Alıntı:
____

Abaküs Yazılım
22. Hukuk Dairesi
Esas No: 2015/34434
Karar No: 2018/14863
Karar Tarihi: 18.06.2018

Yargıtay 22. Hukuk Dairesi 2015/34434 Esas 2018/14863 Karar Sayılı İlamı

22. Hukuk Dairesi         2015/34434 E.  ,  2018/14863 K.

    "İçtihat Metni"

    MAHKEMESİ :İş Mahkemesi
    DAVA TÜRÜ : ALACAK

    Taraflar arasında görülen dava sonucunda verilen kararın, temyizen incelenmesi taraflar vekillerince istenilmekle, temyiz taleplerinin süresinde olduğu anlaşıldı. Dava dosyası için Tetkik Hakimi ... tarafından düzenlenen rapor dinlendikten sonra dosya incelendi, gereği konuşulup düşünüldü:

    Y A R G I T A Y K A R A R I

    Davacı İsteminin Özeti:
    Davacı vekili; müvekkili ile davalı arasında 15/09/2014 tarihli ve 1 yıllık tam zamanlı öğretim elemanı iş sözleşmesinin imzalandığını, 18/11/2014 tarihinde akdedilen sözleşmede kararlaştırılmayan ve sözleşmede esaslı bir değişiklik niteliğinde olan ... Havacılık Meslek Yüksekokulu"nun kurulması ve ilgili işlemleri takip etmek amacıyla davacının ... ilinde görevlendirildiğini, görevlendirmenin kabul edilmemesi üzerine müvekkilinin iş sözleşmesinin haksız olarak feshedildiğini, taraflar arasındaki sözleşmenin 3. maddesinde kararlaştırılan tazminat ile sözleşmenin haksız ve süresinden önce feshi nedeniyle bakiye süre ücretinin davalıdan tahsiline karar verilmesini talep etmiştir.
    Davalının Cevap Özeti:
    Davalı vekili; iş sözleşmesinin haklı nedenle feshedildiğini savunarak davanın reddini istemiştir.
    Mahkeme Kararının Özeti:
    Mahkemece; toplanan delillere dayanılarak, davalı tarafından verilen görevin yapılmamış olması nedeniyle iş akdinin feshedildiği, feshin haklı nedene dayanmadığı, bu nedenle taraflar arasında imzalanan sözleşmenin 3. maddesi gereğince davacının en son brüt 3 aylık ücreti tutarında tazminata hak kazandığı kabul edilmiş; ancak, vakıf üniversitesinde okutman olarak görev yapan davacının sözleşmesinin belirli süreli sözleşme niteliğinde yapılmasını gerektirir objektif ve yasal koşullar bulunmadığından, taraflar arasındaki iş sözleşmesi belirsiz süreli kabul olduğu değerlendirilerek bakiye ücret alacağı talebinin reddine karar verilmiştir.

____

Veri bloğu:
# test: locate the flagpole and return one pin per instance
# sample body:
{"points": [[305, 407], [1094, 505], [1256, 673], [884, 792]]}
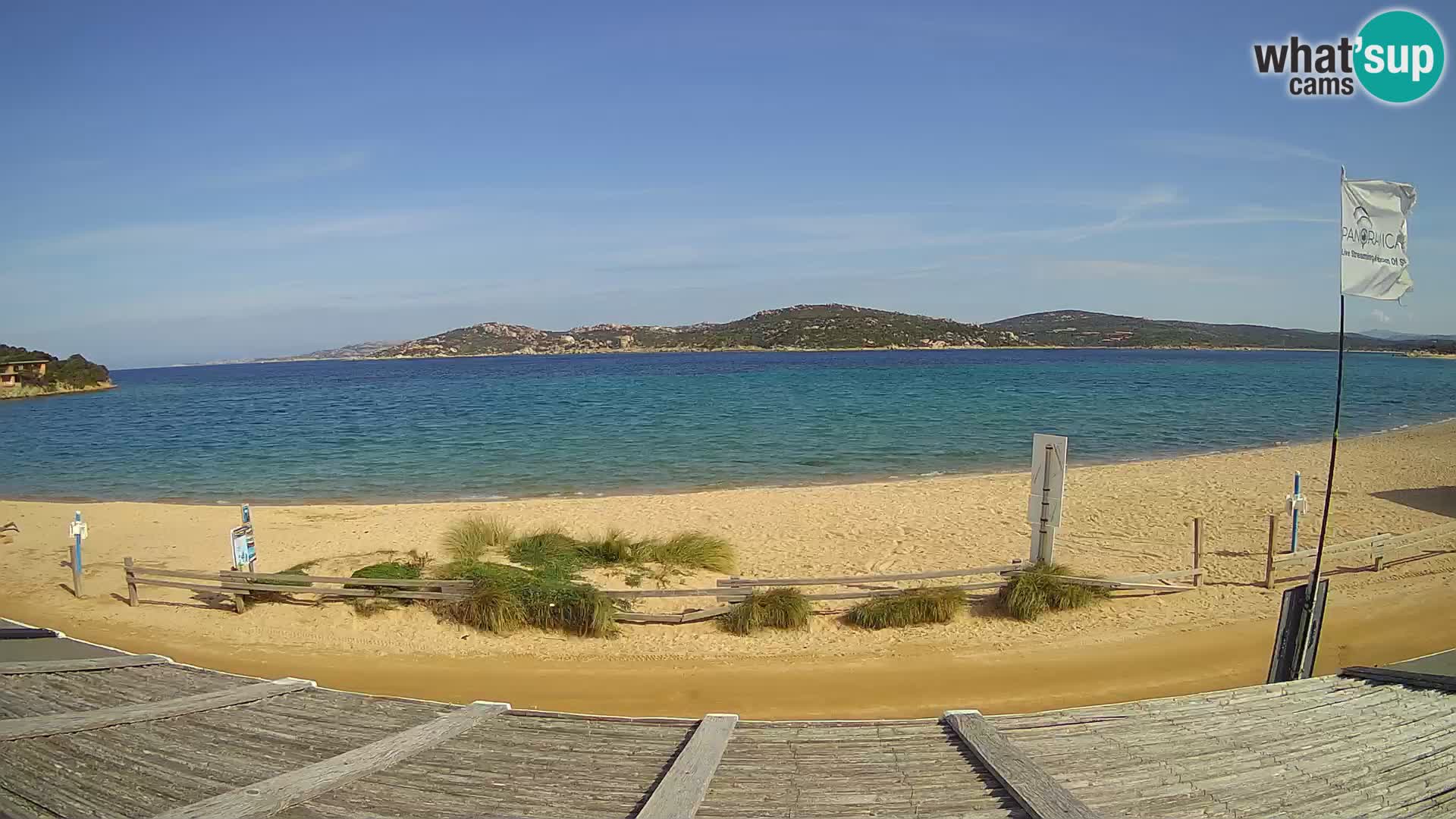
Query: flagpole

____

Göreviniz:
Alıntıya göre şu soruları yanıtlayın:
(a) Davacı ile davalı arasındaki 1 yıllık tam zamanlı öğretim elemanı iş sözleşmesi hangi tarihlidir?
(b) Davalı vekili davanın reddini hangi savunmaya dayanarak istemiştir?
(c) Mahkeme, davacının hangi tutarda tazminata hak kazandığını kabul etmiştir?
Yanıt verirken yalnızca alıntıya dayanın.

Alıştırma yanıtı:
(a) Sözleşme 15/09/2014 tarihlidir.
(b) Davalı vekili, iş sözleşmesinin haklı nedenle feshedildiğini savunmuştur.
(c) Mahkeme, davacının en son brüt 3 aylık ücreti tutarında tazminata hak kazandığını kabul etmiştir.